PROBLEM TO SOLVE »
Reproduce the lines below, replacing every "wanted" with "requested" and keeping everything else the same. Omit the pictures from your answer.

THE INPUT »

^^^^

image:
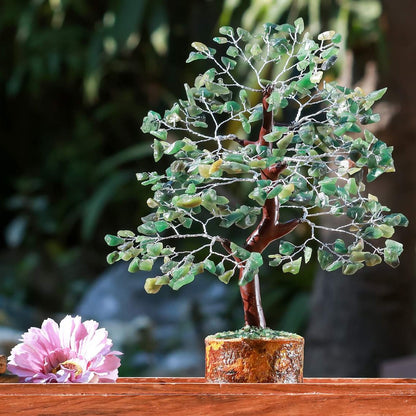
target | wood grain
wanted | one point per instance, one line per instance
(153, 396)
(3, 364)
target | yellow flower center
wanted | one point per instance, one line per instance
(69, 365)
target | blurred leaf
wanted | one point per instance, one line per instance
(98, 201)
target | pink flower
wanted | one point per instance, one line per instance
(71, 352)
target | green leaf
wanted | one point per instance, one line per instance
(151, 286)
(194, 56)
(392, 252)
(340, 247)
(146, 265)
(337, 38)
(232, 107)
(225, 277)
(232, 218)
(228, 63)
(113, 240)
(217, 89)
(154, 249)
(134, 265)
(351, 186)
(286, 248)
(226, 30)
(176, 284)
(396, 220)
(161, 134)
(187, 201)
(250, 271)
(232, 51)
(200, 47)
(209, 265)
(292, 267)
(351, 268)
(113, 257)
(335, 266)
(387, 230)
(273, 136)
(256, 259)
(259, 195)
(325, 258)
(307, 252)
(328, 186)
(299, 25)
(157, 150)
(161, 226)
(220, 40)
(175, 147)
(277, 259)
(286, 192)
(373, 260)
(240, 252)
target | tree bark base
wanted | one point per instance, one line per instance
(246, 360)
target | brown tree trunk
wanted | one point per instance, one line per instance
(358, 322)
(268, 230)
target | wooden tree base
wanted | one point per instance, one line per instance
(243, 360)
(183, 397)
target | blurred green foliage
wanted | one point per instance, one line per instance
(76, 77)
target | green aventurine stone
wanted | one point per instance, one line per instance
(161, 226)
(113, 240)
(286, 248)
(113, 257)
(146, 265)
(351, 268)
(325, 258)
(225, 277)
(209, 265)
(328, 186)
(154, 249)
(176, 284)
(292, 267)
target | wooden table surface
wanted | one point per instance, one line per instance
(183, 396)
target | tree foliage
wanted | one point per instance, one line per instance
(322, 151)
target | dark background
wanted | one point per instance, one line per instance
(76, 79)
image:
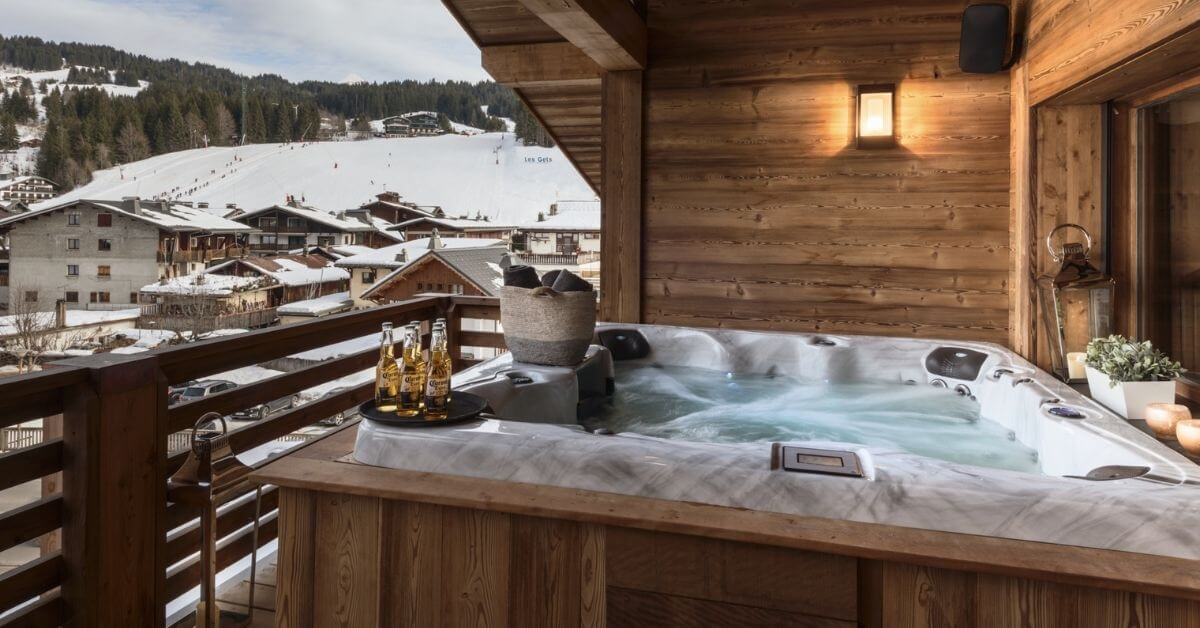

^^^^

WRITTEN RESPONSE »
image:
target | wood grain
requested | one point per instance, one line per instance
(153, 396)
(3, 364)
target | yellow flower center
requested | one point per instance, one line per instance
(69, 365)
target | blurred leaf
requested | one point per instance, one line per instance
(98, 201)
target | pink flower
requested | one point per instance, one line per instance
(71, 352)
target | green leaf
requested | one point per instance, one line per instance
(151, 286)
(194, 56)
(392, 252)
(340, 247)
(146, 265)
(337, 38)
(232, 107)
(225, 277)
(232, 218)
(228, 63)
(113, 240)
(217, 89)
(154, 249)
(134, 265)
(351, 186)
(286, 248)
(226, 30)
(176, 284)
(396, 220)
(161, 134)
(187, 201)
(250, 271)
(232, 51)
(200, 47)
(209, 265)
(292, 267)
(351, 268)
(113, 257)
(335, 266)
(387, 230)
(273, 136)
(256, 259)
(259, 195)
(325, 258)
(307, 252)
(328, 186)
(299, 25)
(157, 150)
(161, 226)
(220, 40)
(175, 147)
(277, 259)
(286, 192)
(373, 260)
(240, 252)
target | tree bark base
requested | one point per instance, one line per instance
(246, 360)
target | brown tree trunk
requested | one point per instance, one line per instance
(358, 322)
(268, 230)
target | wooden tree base
requested | one point per instance, one line per instance
(243, 360)
(183, 397)
target | blurred green foliage
requested | one point per instance, one line per instance
(76, 77)
target | green aventurine stone
requested | one point per instance, one line per instance
(161, 226)
(113, 240)
(286, 248)
(113, 257)
(146, 265)
(351, 268)
(325, 258)
(225, 277)
(209, 265)
(328, 186)
(154, 249)
(176, 284)
(292, 267)
target | wooden table surface
requested | one point per instance, one line per instance
(183, 396)
target | tree foliage
requested | one point per instance, one line per instance
(322, 151)
target | dark background
requested | one point per instance, one line per instance
(76, 79)
image:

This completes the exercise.